◆ TEXT FOR ANALYSIS:
As the CEO of Welcome to Country, proud Aboriginal man Jason Eades works to advocate for Indigenous affairs in every facet of his life. Get to know this tour de force.
Tell me about Welcome to Country.
The initial idea was about how we might use technology to assist Aboriginal businesses to grow or establish themselves. There are lots of different ways people can book Aboriginal tourism experiences but there was no single dedicated platform. That’s the unique thing about Welcome to Country; we’re solely focused on connecting travellers with Aboriginal tourism operators.
Can you give me a couple of examples of experiences?
There are two extremes. Sand Dune Adventures is very popular. It’s near Port Kembla, NSW, and has exclusive access to particular dunes; it’s about the thrill of riding quad bikes up and down the sand hills but also has Aboriginal knowledge and culture incorporated into that. I love that most people wouldn’t equate it with an Aboriginal experience. On the other end, we have tours in Arnhem Land going out onto country for five days living with the community, fully immersive experiences.
You launched in December 2019 as the bushfire crisis worsened. Then came COVID-19. How did you tackle those challenges?
We started to think about what we could do from an experience point of view and that became our online experience program. But when we had a deeper think we landed on opening an online store selling Aboriginal-made products. It launched in August 2020 and demand was incredible. Our primary objective is to deliver economic outcomes for Aboriginal and Torres Strait Islander communities. Having both experiences and products on the platform helps us to deliver on that.

◆ TASK OBJECTIVE:
According to the interview, when did Welcome to Country launch its online store selling Aboriginal-made products?

Extracted records

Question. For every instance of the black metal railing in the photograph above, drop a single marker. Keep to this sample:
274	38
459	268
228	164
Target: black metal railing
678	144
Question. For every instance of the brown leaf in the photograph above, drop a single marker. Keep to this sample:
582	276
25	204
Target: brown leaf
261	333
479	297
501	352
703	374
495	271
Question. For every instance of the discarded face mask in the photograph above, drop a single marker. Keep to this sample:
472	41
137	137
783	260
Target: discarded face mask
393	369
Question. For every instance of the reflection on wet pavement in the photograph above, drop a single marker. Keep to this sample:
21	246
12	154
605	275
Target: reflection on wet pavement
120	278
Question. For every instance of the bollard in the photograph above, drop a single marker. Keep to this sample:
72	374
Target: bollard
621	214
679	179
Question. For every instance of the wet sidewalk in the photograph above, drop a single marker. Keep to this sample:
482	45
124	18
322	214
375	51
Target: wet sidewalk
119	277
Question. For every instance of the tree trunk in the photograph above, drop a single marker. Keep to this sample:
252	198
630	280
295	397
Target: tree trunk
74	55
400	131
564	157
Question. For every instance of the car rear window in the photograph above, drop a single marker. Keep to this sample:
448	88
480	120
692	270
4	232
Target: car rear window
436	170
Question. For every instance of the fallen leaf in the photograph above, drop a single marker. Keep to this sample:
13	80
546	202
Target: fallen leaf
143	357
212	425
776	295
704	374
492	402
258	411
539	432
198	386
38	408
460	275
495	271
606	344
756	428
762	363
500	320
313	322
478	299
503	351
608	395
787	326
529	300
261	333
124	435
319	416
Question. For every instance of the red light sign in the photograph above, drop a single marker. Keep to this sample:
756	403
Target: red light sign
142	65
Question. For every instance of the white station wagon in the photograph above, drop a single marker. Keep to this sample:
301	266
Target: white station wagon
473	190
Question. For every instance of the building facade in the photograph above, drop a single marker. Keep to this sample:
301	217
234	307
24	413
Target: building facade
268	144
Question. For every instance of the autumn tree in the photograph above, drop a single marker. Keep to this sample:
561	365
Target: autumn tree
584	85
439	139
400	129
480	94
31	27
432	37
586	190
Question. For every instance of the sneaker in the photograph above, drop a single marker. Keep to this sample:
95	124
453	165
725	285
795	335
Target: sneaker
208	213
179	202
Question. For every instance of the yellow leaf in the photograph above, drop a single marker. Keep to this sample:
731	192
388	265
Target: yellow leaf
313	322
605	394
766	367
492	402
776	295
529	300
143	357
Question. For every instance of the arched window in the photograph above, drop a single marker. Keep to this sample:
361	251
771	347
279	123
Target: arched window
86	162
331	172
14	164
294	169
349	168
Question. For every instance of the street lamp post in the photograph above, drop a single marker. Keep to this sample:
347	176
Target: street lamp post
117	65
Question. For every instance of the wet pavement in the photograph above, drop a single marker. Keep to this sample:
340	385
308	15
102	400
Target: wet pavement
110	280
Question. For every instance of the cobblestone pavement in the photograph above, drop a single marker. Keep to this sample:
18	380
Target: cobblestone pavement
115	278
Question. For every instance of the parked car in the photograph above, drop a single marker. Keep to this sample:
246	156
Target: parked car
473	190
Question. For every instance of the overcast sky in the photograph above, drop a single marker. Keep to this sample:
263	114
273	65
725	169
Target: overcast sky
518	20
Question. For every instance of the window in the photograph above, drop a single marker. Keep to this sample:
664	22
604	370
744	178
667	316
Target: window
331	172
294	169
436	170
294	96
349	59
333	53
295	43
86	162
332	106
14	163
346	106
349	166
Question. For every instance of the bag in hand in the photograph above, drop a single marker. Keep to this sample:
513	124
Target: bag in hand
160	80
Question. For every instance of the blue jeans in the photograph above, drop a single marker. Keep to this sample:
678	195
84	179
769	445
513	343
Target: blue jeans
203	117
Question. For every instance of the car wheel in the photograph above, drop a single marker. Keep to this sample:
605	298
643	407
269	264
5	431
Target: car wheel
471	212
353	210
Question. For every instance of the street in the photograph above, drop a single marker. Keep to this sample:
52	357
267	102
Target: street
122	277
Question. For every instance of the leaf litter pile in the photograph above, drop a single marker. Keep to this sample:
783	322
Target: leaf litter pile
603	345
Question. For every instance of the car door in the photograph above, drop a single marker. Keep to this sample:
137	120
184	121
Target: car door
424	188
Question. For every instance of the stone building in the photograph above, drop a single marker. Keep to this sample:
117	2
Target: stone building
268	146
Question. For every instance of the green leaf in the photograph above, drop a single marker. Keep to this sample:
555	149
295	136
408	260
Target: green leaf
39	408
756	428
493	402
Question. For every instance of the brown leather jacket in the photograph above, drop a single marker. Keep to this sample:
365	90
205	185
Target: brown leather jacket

◆ COMPLETED EXERCISE:
August 2020